▸ **Activity**
Please copy all of the data that follows exactly, leaving any pictures out.

Region pointing data:
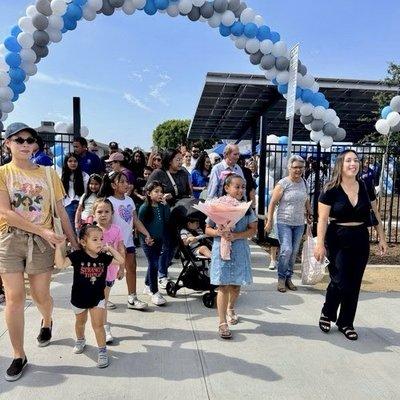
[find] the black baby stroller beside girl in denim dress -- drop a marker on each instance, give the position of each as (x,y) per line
(194,274)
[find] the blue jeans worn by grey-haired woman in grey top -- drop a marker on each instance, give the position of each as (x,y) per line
(289,239)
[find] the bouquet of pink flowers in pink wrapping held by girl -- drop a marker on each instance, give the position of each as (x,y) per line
(225,212)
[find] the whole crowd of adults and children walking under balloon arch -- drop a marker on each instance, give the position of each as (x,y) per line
(109,206)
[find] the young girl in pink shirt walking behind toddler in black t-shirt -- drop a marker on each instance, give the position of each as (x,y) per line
(112,235)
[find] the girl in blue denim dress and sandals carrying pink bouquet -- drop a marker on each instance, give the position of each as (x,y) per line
(230,274)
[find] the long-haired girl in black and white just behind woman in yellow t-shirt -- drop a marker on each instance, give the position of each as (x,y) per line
(75,182)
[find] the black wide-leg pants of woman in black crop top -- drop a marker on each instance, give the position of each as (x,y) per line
(348,252)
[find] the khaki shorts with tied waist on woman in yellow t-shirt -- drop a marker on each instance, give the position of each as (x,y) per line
(21,251)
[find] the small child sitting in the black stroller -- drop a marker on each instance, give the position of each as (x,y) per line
(194,238)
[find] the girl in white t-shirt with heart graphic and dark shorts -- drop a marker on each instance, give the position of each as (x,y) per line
(115,187)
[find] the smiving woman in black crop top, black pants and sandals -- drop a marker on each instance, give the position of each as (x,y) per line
(345,202)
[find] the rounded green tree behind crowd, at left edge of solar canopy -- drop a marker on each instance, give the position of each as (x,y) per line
(172,133)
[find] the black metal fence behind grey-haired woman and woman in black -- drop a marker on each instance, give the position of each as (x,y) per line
(383,170)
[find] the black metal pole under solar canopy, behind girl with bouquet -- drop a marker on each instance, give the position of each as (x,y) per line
(262,175)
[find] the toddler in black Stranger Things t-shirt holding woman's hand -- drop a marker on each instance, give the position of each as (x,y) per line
(87,296)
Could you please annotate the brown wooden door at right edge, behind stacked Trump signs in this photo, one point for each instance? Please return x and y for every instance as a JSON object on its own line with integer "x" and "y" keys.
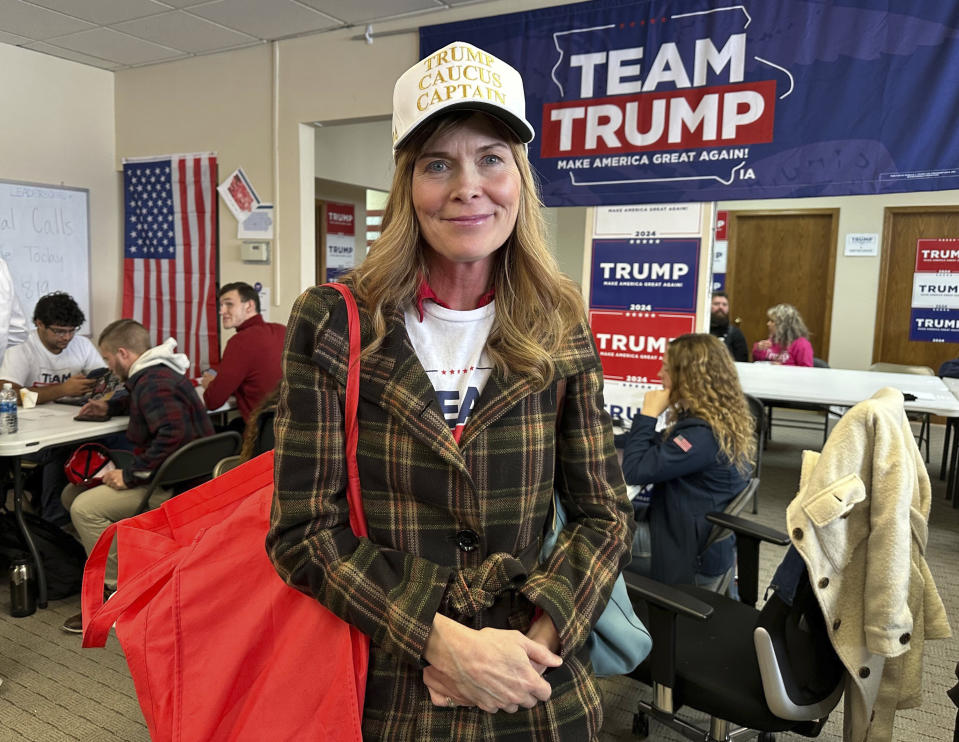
{"x": 902, "y": 227}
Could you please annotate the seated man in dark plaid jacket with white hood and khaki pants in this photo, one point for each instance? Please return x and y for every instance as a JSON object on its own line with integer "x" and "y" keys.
{"x": 165, "y": 414}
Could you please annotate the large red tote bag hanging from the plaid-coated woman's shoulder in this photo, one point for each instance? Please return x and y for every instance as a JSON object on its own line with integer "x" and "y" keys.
{"x": 219, "y": 647}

▸ **Exercise answer**
[find] the black baby stroller beside girl in denim dress -- drop a marker on each instance, give the position of each as (x,y) per line
(194,274)
[find] the blue jeans worn by grey-haired woman in grey top -- drop a marker on each instance, give the position of each as (x,y) per line
(289,239)
[find] the bouquet of pink flowers in pink wrapping held by girl -- drop a marker on each instance, give the position of each as (x,y) per line
(225,212)
[find] the whole crowd of adults and children walking under balloon arch -- drop a marker on each instance, give the position of each as (x,y) per line
(109,206)
[find] the young girl in pink shirt walking behind toddler in black t-shirt -- drop a marker on each instance, give the position of each as (x,y) per line
(112,235)
[find] the girl in blue denim dress and sandals carrying pink bouquet -- drop a marker on each instance, give the position of each as (x,y) per line
(230,274)
[find] the long-haired girl in black and white just behind woman in yellow t-shirt -- drop a marker on each instance, give the position of each as (x,y) per line
(75,182)
[find] the black wide-leg pants of woman in black crop top -- drop a marker on each instance, give the position of each as (x,y) per line
(348,252)
[find] the khaki shorts with tied waist on woman in yellow t-shirt -- drop a marker on each instance, give the position of each as (x,y) per line
(21,251)
[find] the small child sitting in the black stroller -- drop a marker on each instance, give the position of each as (x,y) per line
(194,238)
[find] the girl in white t-shirt with heart graphic and dark shorts -- drop a marker on each instance, give the position of each as (x,y) per line
(115,187)
[find] the smiving woman in black crop top, black pants and sandals -- drop a marker on each instance, give the position of each as (x,y) per line
(345,202)
[find] the rounded green tree behind crowd, at left edge of solar canopy -- drop a marker on each instance, give the position of each as (x,y) per line
(172,133)
[find] the black metal fence behind grey-haired woman and woman in black -- drop a marker on each instance, give the position of each as (x,y) per line
(383,170)
[find] the black metal pole under solar canopy, behind girl with bouquet -- drop a marker on each instance, give the position of each as (x,y) per line
(262,175)
[find] the toddler in black Stranger Things t-shirt holding woman's hand -- drop a marker on each instance, give the position of each as (x,y) per line
(87,296)
Could you please annotate the brown wooden door at right edge, behind stacked Trump signs in this photo, one point for each instance? Please return x and y for every instance as a JSON object on its own line with integer "x" and "y" keys.
{"x": 902, "y": 227}
Could you please annotate the seated man in dark plaid jacket with white hood and khaki pants in this photo, one point for each instance? Please return x and y for every instance as a JSON object on its own line with integer "x" and "y" keys.
{"x": 165, "y": 414}
Could you please annotate the large red tote bag hanging from the plaid-coated woman's shoulder in this photo, one point for each instance? Please return x and y for every instance as a JSON object on its own line with integer "x" and "y" keys.
{"x": 219, "y": 647}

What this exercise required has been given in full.